→ Selected passage:
╭──

How much can a company really own, transform or optimize the digital experience if the employee’s day-in, day-out experience is broken? “HR has been one of the last bastions to benefit from digital transformation initiatives, but the pandemic has rightfully changed that,” Norwood said. “Organizations now realize that the employee experience (EX) is as important as CX and that by aligning the two you can outperform the competition.”
Workplace and marketing apps alike still live in silos, and that’s what acquisitions like “DXP plus work collaboration” are helping to solve, according to Norwood. “They’re breaking down departmental silos so that the employee experience can positively influence the customer’s experience,” he added.
Taming Digital Chaos
Organizations needed strong internal digital experiences and collaboration prior to the COVID-19 pandemic, but they could skate by with less than seamless internal experiences because they could still force the function in-person, according to Scott Webb, CEO of Avionos.
“Now in a distributed, remote environment, we’ve seen the chaos that results from the organizations that failed to create strong internal digital experiences,” Webb said. “This is one of the driving forces behind Salesforce and Adobe’s recent acquisitions. In both cases, their customers were feeling the burden on their internal abilities to maintain fluid customer experiences during the challenges of the new work environment, and they were increasingly relying on tools like Slack and Workfront to complete their day-to-day work. Delivering great digital customer experiences hinges on organizations also having cohesive internal experiences across cross-team collaboration, communication, operations and data-sharing.”

╰──

→ Requirement:
Please answer these questions from the passage on employee and customer experience:
(a) According to Norwood, what has been one of the last bastions to benefit from digital transformation initiatives?
(b) Who is the CEO of Avionos?
(c) Which tools does Webb say customers were increasingly relying on to complete their day-to-day work?
The material is not needed for this.

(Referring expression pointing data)

╭──

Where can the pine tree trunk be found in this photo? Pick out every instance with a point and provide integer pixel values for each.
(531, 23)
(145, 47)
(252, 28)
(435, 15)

╰──

→ Your response:
(a) HR
(b) Scott Webb
(c) Slack and Workfront